[Records supplied Boundary: Start]

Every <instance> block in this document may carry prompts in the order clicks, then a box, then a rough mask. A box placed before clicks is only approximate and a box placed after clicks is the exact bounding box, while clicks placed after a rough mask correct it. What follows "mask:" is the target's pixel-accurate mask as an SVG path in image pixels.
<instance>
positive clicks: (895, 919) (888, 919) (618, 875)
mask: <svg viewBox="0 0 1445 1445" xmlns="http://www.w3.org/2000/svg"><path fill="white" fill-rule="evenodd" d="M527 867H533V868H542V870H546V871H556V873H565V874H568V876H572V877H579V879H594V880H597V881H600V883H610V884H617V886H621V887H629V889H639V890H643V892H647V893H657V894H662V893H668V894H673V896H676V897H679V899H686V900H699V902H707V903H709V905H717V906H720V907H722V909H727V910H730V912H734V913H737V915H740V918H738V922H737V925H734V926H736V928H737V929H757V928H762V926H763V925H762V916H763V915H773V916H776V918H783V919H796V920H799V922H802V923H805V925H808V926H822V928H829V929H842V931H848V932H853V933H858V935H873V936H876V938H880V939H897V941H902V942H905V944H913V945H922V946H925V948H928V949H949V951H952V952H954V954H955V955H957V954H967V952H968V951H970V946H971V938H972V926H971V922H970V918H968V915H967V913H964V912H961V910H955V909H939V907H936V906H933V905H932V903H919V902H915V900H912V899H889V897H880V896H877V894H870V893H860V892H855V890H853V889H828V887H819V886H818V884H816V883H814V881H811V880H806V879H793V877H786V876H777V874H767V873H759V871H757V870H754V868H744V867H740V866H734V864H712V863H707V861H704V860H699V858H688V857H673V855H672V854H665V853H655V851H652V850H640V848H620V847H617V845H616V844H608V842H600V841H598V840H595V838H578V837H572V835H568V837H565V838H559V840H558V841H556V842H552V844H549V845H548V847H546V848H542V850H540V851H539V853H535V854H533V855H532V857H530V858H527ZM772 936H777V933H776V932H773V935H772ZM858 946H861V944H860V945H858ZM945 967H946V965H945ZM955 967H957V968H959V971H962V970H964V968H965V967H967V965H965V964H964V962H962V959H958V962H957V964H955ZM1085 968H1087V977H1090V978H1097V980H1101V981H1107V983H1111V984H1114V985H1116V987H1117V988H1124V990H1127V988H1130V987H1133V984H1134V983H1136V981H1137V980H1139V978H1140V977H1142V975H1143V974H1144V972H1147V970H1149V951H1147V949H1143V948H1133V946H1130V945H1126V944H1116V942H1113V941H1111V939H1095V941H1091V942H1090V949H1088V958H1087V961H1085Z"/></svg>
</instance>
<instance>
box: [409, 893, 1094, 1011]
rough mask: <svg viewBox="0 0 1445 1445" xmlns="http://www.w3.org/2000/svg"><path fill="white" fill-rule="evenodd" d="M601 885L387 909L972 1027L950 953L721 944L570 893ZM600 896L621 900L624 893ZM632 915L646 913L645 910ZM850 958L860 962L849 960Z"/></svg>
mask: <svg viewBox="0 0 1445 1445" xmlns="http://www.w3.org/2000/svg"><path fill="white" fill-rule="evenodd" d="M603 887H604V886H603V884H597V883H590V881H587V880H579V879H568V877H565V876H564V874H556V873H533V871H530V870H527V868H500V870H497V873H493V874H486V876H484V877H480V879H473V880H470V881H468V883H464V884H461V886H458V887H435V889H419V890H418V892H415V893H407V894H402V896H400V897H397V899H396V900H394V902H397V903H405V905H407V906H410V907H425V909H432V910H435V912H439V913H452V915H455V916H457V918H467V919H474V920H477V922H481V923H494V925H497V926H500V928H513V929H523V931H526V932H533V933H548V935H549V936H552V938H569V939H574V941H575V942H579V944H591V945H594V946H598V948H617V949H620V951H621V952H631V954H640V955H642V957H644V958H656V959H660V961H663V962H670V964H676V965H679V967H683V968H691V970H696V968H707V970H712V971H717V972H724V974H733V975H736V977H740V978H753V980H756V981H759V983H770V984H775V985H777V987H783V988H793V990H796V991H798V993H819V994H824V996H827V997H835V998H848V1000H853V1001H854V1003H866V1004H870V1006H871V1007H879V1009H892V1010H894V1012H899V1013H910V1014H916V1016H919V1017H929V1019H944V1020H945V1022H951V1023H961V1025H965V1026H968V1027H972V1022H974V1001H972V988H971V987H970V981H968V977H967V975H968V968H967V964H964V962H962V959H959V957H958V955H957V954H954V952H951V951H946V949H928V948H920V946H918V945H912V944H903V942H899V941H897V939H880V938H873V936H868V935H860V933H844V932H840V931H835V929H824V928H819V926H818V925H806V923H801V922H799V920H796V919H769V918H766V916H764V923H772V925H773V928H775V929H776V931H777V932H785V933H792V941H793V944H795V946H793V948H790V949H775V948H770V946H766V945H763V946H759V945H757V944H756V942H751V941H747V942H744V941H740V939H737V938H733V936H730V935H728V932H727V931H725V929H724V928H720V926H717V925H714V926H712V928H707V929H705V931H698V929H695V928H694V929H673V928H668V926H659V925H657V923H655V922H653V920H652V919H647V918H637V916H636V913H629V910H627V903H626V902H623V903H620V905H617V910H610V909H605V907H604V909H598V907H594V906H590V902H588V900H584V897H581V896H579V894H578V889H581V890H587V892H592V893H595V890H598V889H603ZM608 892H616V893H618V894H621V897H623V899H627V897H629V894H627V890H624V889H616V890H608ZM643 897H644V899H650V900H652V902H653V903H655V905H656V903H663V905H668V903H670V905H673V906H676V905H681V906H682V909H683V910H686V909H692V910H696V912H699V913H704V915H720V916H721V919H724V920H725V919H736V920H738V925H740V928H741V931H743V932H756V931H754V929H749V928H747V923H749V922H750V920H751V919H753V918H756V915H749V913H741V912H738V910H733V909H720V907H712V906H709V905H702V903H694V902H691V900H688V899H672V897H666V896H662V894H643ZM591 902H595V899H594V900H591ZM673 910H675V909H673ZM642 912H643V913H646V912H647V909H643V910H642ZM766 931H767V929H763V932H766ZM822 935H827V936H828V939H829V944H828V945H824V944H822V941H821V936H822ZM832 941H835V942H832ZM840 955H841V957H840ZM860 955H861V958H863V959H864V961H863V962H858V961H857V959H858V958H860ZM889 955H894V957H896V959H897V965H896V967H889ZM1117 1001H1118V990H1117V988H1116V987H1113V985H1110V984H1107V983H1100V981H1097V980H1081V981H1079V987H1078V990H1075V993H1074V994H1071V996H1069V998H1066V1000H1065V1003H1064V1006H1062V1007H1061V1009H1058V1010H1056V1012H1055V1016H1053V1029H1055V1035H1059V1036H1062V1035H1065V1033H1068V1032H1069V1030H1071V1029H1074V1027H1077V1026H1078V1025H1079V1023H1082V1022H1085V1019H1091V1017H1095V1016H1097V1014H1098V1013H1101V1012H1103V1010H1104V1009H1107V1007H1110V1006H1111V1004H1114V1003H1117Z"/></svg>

[Records supplied Boundary: End]

## Exercise goal
The data above must be returned in full, exactly as written.

## Exercise output
Every <instance> block in this document may carry prompts in the order clicks, then a box, then a rough mask. A box placed before clicks is only approximate and a box placed after clicks is the exact bounding box, while clicks placed after a rough mask correct it. What follows "mask:" is the target's pixel-accurate mask as an SVG path in image pixels.
<instance>
positive clicks: (895, 919) (888, 919) (618, 875)
mask: <svg viewBox="0 0 1445 1445" xmlns="http://www.w3.org/2000/svg"><path fill="white" fill-rule="evenodd" d="M527 867H533V868H542V870H546V871H556V873H565V874H568V876H572V877H579V879H594V880H597V881H600V883H610V884H617V886H621V887H629V889H639V890H643V892H647V893H657V894H662V893H668V894H673V896H676V897H679V899H686V900H699V902H707V903H709V905H717V906H720V907H722V909H727V910H730V912H734V913H737V915H740V918H738V922H737V925H734V926H736V928H737V929H757V928H762V926H763V925H762V916H763V915H773V916H776V918H783V919H796V920H799V922H802V923H805V925H808V926H822V928H829V929H842V931H848V932H853V933H858V935H873V936H876V938H880V939H897V941H902V942H905V944H913V945H922V946H925V948H928V949H949V951H952V952H954V954H955V955H957V954H967V952H968V951H970V946H971V938H972V926H971V922H970V918H968V915H967V913H964V912H961V910H955V909H939V907H936V906H933V905H932V903H919V902H915V900H912V899H889V897H880V896H877V894H870V893H860V892H855V890H853V889H828V887H819V886H818V884H816V883H814V881H811V880H806V879H793V877H786V876H777V874H767V873H759V871H757V870H754V868H744V867H740V866H734V864H712V863H707V861H704V860H699V858H688V857H673V855H672V854H665V853H655V851H652V850H640V848H620V847H617V845H616V844H608V842H600V841H598V840H595V838H578V837H572V835H568V837H565V838H559V840H558V841H556V842H552V844H549V845H548V847H546V848H542V850H540V851H539V853H535V854H533V855H532V857H530V858H527ZM772 936H777V933H776V932H773V935H772ZM858 946H861V944H860V945H858ZM945 967H946V965H945ZM955 967H957V968H959V971H962V970H964V968H965V967H967V965H965V964H964V962H962V959H958V962H957V964H955ZM1085 968H1087V977H1090V978H1097V980H1101V981H1107V983H1111V984H1114V985H1116V987H1117V988H1124V990H1127V988H1130V987H1133V984H1134V983H1136V981H1137V980H1139V978H1140V977H1142V975H1143V974H1144V972H1147V970H1149V951H1147V949H1143V948H1133V946H1130V945H1126V944H1116V942H1113V941H1111V939H1095V941H1091V942H1090V949H1088V958H1087V961H1085Z"/></svg>
</instance>
<instance>
box: [409, 893, 1094, 1011]
rough mask: <svg viewBox="0 0 1445 1445" xmlns="http://www.w3.org/2000/svg"><path fill="white" fill-rule="evenodd" d="M601 885L387 909L972 1027L950 953L721 944L570 893ZM600 896L621 900L624 893ZM632 915L646 913L645 910ZM850 958L860 962L849 960Z"/></svg>
mask: <svg viewBox="0 0 1445 1445" xmlns="http://www.w3.org/2000/svg"><path fill="white" fill-rule="evenodd" d="M603 887H604V886H603V884H597V883H590V881H587V880H579V879H568V877H565V876H564V874H556V873H533V871H530V870H527V868H500V870H497V873H493V874H486V876H484V877H480V879H473V880H470V881H468V883H464V884H461V886H458V887H435V889H419V890H418V892H415V893H407V894H402V896H400V897H397V899H396V900H394V902H397V903H405V905H407V906H410V907H425V909H432V910H435V912H439V913H452V915H455V916H457V918H467V919H474V920H477V922H481V923H494V925H497V926H500V928H513V929H523V931H526V932H533V933H548V935H549V936H552V938H569V939H574V941H575V942H579V944H591V945H594V946H598V948H617V949H620V951H621V952H631V954H640V955H642V957H644V958H656V959H660V961H663V962H670V964H676V965H679V967H683V968H691V970H696V968H707V970H712V971H717V972H724V974H733V975H736V977H740V978H753V980H756V981H759V983H770V984H775V985H777V987H783V988H793V990H796V991H798V993H819V994H824V996H827V997H835V998H848V1000H853V1001H854V1003H866V1004H870V1006H871V1007H879V1009H892V1010H894V1012H899V1013H910V1014H916V1016H919V1017H929V1019H944V1020H945V1022H951V1023H961V1025H965V1026H968V1027H972V1022H974V1001H972V988H971V987H970V981H968V977H967V975H968V968H967V964H964V962H962V959H959V957H958V955H957V954H954V952H951V951H946V949H928V948H920V946H918V945H912V944H903V942H899V941H897V939H880V938H873V936H868V935H860V933H844V932H840V931H835V929H824V928H819V926H818V925H806V923H801V922H799V920H796V919H769V918H766V916H764V923H772V925H773V928H775V929H776V931H777V932H785V933H792V941H793V944H795V946H793V948H790V949H775V948H770V946H766V945H763V946H759V945H757V944H756V942H751V941H747V942H744V941H740V939H737V938H733V936H730V935H728V932H727V931H725V929H724V928H720V926H717V925H714V926H712V928H707V929H705V931H698V929H695V928H694V929H673V928H668V926H659V925H657V923H655V922H653V920H652V919H647V918H637V916H636V913H629V910H627V903H626V902H623V903H620V905H617V910H610V909H605V907H604V909H598V907H594V906H590V902H588V900H584V897H581V896H579V894H578V889H581V890H587V892H592V893H595V890H598V889H603ZM608 892H616V893H618V894H621V897H623V899H627V897H629V894H627V890H624V889H616V890H608ZM643 897H644V899H650V900H652V902H653V903H655V905H656V903H663V905H668V903H670V905H673V906H676V905H681V906H682V909H683V910H686V909H692V910H696V912H699V913H704V915H720V916H721V919H724V920H725V919H736V920H738V925H740V928H741V931H743V932H756V931H754V929H749V928H747V923H749V922H750V920H751V919H753V918H756V915H749V913H741V912H738V910H733V909H720V907H712V906H709V905H702V903H694V902H691V900H688V899H672V897H666V896H662V894H643ZM591 902H595V899H594V900H591ZM673 910H675V909H673ZM642 912H643V913H646V912H647V909H643V910H642ZM766 931H767V929H763V932H766ZM822 935H827V936H828V939H829V944H828V945H824V944H822V941H821V936H822ZM832 941H835V942H832ZM840 955H841V957H840ZM860 955H861V958H863V959H864V961H863V962H858V961H857V959H858V958H860ZM889 955H894V957H896V959H897V965H896V967H889ZM1117 1001H1118V990H1117V988H1116V987H1113V985H1110V984H1107V983H1100V981H1097V980H1081V981H1079V987H1078V990H1075V993H1074V994H1071V996H1069V998H1066V1000H1065V1003H1064V1006H1062V1007H1061V1009H1058V1010H1056V1012H1055V1016H1053V1029H1055V1035H1059V1036H1062V1035H1065V1033H1068V1032H1069V1030H1071V1029H1074V1027H1077V1026H1078V1025H1079V1023H1082V1022H1085V1019H1091V1017H1095V1016H1097V1014H1098V1013H1101V1012H1103V1010H1104V1009H1107V1007H1110V1006H1111V1004H1114V1003H1117Z"/></svg>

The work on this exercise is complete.